Instructions for the task —
Could you set down all of the data again, exactly as it stands?

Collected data

>>>

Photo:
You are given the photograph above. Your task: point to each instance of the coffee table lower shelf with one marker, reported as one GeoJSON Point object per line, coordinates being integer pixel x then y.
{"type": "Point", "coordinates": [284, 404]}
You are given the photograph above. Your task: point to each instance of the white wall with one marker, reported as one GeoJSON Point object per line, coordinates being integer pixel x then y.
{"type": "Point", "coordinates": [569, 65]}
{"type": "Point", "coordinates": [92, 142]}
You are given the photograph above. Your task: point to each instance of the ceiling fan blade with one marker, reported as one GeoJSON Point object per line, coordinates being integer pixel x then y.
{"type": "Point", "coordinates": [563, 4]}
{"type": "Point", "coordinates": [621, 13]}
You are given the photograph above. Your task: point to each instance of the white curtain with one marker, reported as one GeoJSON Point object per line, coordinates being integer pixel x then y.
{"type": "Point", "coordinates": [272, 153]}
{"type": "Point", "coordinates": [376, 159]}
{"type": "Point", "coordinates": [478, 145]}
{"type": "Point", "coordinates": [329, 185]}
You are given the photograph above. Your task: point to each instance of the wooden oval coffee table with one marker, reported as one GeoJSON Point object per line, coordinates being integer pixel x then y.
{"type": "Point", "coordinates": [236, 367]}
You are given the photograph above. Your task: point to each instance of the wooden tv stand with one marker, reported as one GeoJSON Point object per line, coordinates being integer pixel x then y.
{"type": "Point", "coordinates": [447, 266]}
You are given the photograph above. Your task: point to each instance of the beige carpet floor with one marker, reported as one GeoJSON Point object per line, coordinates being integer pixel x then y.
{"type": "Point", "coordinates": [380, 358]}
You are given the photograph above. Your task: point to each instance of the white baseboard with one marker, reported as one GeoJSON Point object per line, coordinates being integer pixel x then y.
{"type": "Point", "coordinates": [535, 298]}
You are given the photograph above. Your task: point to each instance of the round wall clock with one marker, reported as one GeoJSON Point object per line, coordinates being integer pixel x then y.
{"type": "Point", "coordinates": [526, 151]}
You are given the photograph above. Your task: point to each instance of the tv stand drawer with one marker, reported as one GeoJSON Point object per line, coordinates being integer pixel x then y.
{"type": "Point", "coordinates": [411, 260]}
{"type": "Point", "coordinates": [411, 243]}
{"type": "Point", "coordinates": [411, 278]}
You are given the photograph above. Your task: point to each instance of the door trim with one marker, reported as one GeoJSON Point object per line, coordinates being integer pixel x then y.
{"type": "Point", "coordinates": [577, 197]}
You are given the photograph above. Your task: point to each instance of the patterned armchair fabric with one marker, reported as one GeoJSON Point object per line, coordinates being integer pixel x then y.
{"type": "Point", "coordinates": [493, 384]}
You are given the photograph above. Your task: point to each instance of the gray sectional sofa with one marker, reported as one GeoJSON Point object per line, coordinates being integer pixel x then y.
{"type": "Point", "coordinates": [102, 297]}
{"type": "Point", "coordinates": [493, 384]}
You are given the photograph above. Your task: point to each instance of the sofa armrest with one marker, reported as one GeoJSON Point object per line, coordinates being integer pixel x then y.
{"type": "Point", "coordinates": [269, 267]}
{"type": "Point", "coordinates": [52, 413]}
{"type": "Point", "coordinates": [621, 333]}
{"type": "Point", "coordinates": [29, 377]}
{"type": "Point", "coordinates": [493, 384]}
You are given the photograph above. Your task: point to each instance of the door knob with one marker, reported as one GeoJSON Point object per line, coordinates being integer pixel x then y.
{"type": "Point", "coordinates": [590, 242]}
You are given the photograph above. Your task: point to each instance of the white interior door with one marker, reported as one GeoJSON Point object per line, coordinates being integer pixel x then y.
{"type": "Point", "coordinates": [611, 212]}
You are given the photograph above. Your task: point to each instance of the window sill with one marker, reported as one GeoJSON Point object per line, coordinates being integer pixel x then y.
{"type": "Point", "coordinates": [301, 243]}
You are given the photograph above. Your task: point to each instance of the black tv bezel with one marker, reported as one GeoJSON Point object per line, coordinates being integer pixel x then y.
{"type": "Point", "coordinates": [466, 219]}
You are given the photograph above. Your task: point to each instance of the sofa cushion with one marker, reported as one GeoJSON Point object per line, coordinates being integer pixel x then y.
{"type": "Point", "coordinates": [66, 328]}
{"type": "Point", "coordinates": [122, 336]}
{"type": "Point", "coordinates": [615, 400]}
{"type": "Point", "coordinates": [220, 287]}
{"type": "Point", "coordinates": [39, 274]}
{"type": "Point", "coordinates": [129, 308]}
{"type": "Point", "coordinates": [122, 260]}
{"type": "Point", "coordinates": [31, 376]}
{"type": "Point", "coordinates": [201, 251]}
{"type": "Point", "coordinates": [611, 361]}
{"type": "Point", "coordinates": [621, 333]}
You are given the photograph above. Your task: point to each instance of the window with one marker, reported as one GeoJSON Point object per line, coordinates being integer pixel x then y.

<<<

Response area —
Photo:
You are given the photograph above. Your task: point to each instance of the coffee table lower shelf with one marker, reported as one GeoJSON Point object per line, coordinates being integer pixel x then y.
{"type": "Point", "coordinates": [284, 404]}
You are given the photograph above. Your task: point to each instance of the white wall with one marker, reported as one GeoJSON Point object per line, coordinates being integer pixel x then y.
{"type": "Point", "coordinates": [569, 65]}
{"type": "Point", "coordinates": [92, 142]}
You are given the photograph above. Your task: point to each instance of the ceiling fan blade with one marker, reported as one GeoJSON Point object per line, coordinates being integer pixel x then y.
{"type": "Point", "coordinates": [563, 4]}
{"type": "Point", "coordinates": [621, 13]}
You are given the photograph above. Your task: point to each instance of the white curtain with one marker, reported as one GeoJSON Point object per line, coordinates being integer pixel x then y.
{"type": "Point", "coordinates": [272, 153]}
{"type": "Point", "coordinates": [376, 159]}
{"type": "Point", "coordinates": [478, 145]}
{"type": "Point", "coordinates": [329, 185]}
You are given the photograph above. Your task: point to each instance of the wooden oval coffee table with one marker, reported as one GeoJSON Point object per line, coordinates being integer pixel x then y.
{"type": "Point", "coordinates": [236, 367]}
You are given the photograph above. Your task: point to each instance of the wooden tv stand with one marker, reported as one GeoJSON Point object per line, coordinates being integer pixel x then y.
{"type": "Point", "coordinates": [447, 266]}
You are given the photograph above. Your task: point to each instance of the beige carpet floor with one marker, reported as one GeoJSON Point object per line, coordinates being integer pixel x then y.
{"type": "Point", "coordinates": [380, 358]}
You are given the photograph above. Your task: point to each instance of the white baseboard with one marker, reported as one GeoJSON Point object per line, coordinates being integer pixel x then y.
{"type": "Point", "coordinates": [535, 298]}
You are given the photograph above. Your task: point to each instance of the round wall clock with one marker, reported as one GeoJSON Point object per line, coordinates being integer pixel x then y.
{"type": "Point", "coordinates": [526, 151]}
You are given the photograph above. Your task: point to each instance of the tv stand drawer with one marker, reported as one GeoJSON Point object per line, coordinates being integer pixel x then y.
{"type": "Point", "coordinates": [411, 260]}
{"type": "Point", "coordinates": [411, 243]}
{"type": "Point", "coordinates": [411, 278]}
You are given the photograph above. Your task: point to each instance of the door trim with one marker, reported as one GeoJSON Point object per line, coordinates being integer pixel x then y.
{"type": "Point", "coordinates": [577, 197]}
You are given the photograph above. Your task: point to each instance of the patterned armchair fabric with one marker, reported as one GeoJSON Point object per line, coordinates being integer pixel x then y.
{"type": "Point", "coordinates": [493, 384]}
You are given the photograph above. Your task: point to each instance of the gray sectional sofa with one marker, reported as one GeoJSON Point object per line, coordinates being integer pixel x then y.
{"type": "Point", "coordinates": [102, 297]}
{"type": "Point", "coordinates": [493, 384]}
You are given the photograph above. Your task: point to each instance of the sofa armrest with one marker, reported as one GeoJSON Point object per line, coordinates being integer pixel x then y.
{"type": "Point", "coordinates": [269, 267]}
{"type": "Point", "coordinates": [52, 413]}
{"type": "Point", "coordinates": [621, 333]}
{"type": "Point", "coordinates": [29, 377]}
{"type": "Point", "coordinates": [493, 384]}
You are given the photograph above. Your task: point to each instance of the door knob with one marker, reported as one GeoJSON Point object per line, coordinates being integer pixel x then y.
{"type": "Point", "coordinates": [590, 242]}
You are given the photograph above. Your task: point to each instance of the white interior door with one marker, reported as one GeoJSON Point object per line, coordinates being integer pixel x then y.
{"type": "Point", "coordinates": [611, 212]}
You are given the photograph above. Your task: point to each instance of the window sill with one marker, reported as one GeoJSON Point object per line, coordinates being integer pixel x then y.
{"type": "Point", "coordinates": [301, 243]}
You are given the photograph above. Your task: point to each instance of the black tv bezel with one marker, reported as one GeoJSON Point object per line, coordinates being integer pixel x then y.
{"type": "Point", "coordinates": [466, 219]}
You are given the photograph above. Your task: point to each instance of the sofa cushion with one marker, reported as one GeoJSON Point object per line, coordinates being integer pixel x then y.
{"type": "Point", "coordinates": [66, 328]}
{"type": "Point", "coordinates": [122, 336]}
{"type": "Point", "coordinates": [615, 400]}
{"type": "Point", "coordinates": [220, 287]}
{"type": "Point", "coordinates": [39, 274]}
{"type": "Point", "coordinates": [129, 308]}
{"type": "Point", "coordinates": [122, 260]}
{"type": "Point", "coordinates": [31, 376]}
{"type": "Point", "coordinates": [201, 251]}
{"type": "Point", "coordinates": [611, 361]}
{"type": "Point", "coordinates": [621, 333]}
You are given the photograph above. Your task: point to each instance of the window with one marker, reported as one GeoJSON Point object per line, coordinates being integer pixel x then y.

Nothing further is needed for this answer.